■ What is needed
Please rewrite the entries below, changing every "tree" to "bush" and leaving everything else as it is. Omit the pictures from your answer.
## Start Raw records
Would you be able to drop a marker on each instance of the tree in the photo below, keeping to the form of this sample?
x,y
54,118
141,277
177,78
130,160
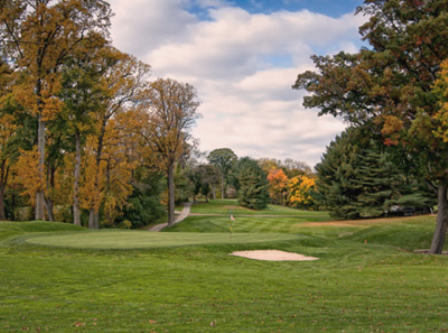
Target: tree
x,y
252,184
38,37
299,191
390,85
171,113
278,182
124,85
355,178
223,159
83,97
## End Raw records
■ Task solution
Would you be able to drop a marker on each instance of the bush in the photo below, keeping to the form of this sample?
x,y
54,118
141,277
177,78
130,160
Target: bush
x,y
252,184
38,37
299,191
390,85
171,113
278,182
124,85
355,178
223,159
83,97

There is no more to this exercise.